• Problem:
Please answer these questions using the SVE RAID6 patch note below:
(a) What range of vector lengths does the SVE instruction set allow?
(b) On what instance was performance tested, and what SVE vector length does it have?
(c) Which file receives 675 insertions?

The SVE instruction set allows for variable vector lengths (from 128 to
2048 bits), scaling automatically with the hardware capabilities. This
implementation handles arbitrary SVE vector lengths using the `cntb`
instruction to determine the runtime vector length.
The implementation introduces `svex1`, `svex2`, and `svex4` algorithms.
The `svex4` algorithm utilizes loop unrolling by 4 blocks per iteration
and manual software pipelining (interleaving memory loads with XORs)
to minimize instruction dependency stalls and maximize CPU pipeline
utilization and memory bandwidth.
Performance was tested on an AWS Graviton3 (Neoverse-V1) instance which
features 256-bit SVE vector length. The `svex4` implementation outperforms
the existing 128-bit `neonx4` baseline for syndrome generation:
raid6: svex4 gen() 19688 MB/s
raid6: svex2 gen() 18610 MB/s
raid6: svex1 gen() 19254 MB/s
raid6: neonx8 gen() 18554 MB/s
raid6: neonx4 gen() 19612 MB/s
raid6: neonx2 gen() 16248 MB/s
raid6: neonx1 gen() 13591 MB/s
raid6: using algorithm svex4 gen() 19688 MB/s
raid6: .... xor() 11212 MB/s, rmw enabled
raid6: using neon recovery algorithm
Note that for the recovery path (`xor_syndrome`), NEON may still be
selected dynamically by the algorithm benchmark, as the recovery
workload is heavily memory-bound.
Signed-off-by: Demian Shulhan <demyansh@gmail.com>
Reported-by: kernel test robot <lkp@intel.com>
Closes: https://lore.kernel.org/oe-kbuild-all/202603181940.cFwYmYoi-lkp@intel.com/
---
include/linux/raid/pq.h | 3 +
lib/raid6/Makefile | 5 +
lib/raid6/algos.c | 5 +
lib/raid6/sve.c | 675 ++++++++++++++++++++++++++++++++++++++++
4 files changed, 688 insertions(+)

• Stored data:
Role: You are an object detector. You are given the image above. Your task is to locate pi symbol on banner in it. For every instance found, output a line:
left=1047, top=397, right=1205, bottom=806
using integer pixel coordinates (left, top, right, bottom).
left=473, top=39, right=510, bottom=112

• Task answer:
(a) From 128 to 2048 bits.
(b) An AWS Graviton3 (Neoverse-V1) instance, with a 256-bit SVE vector length.
(c) lib/raid6/sve.c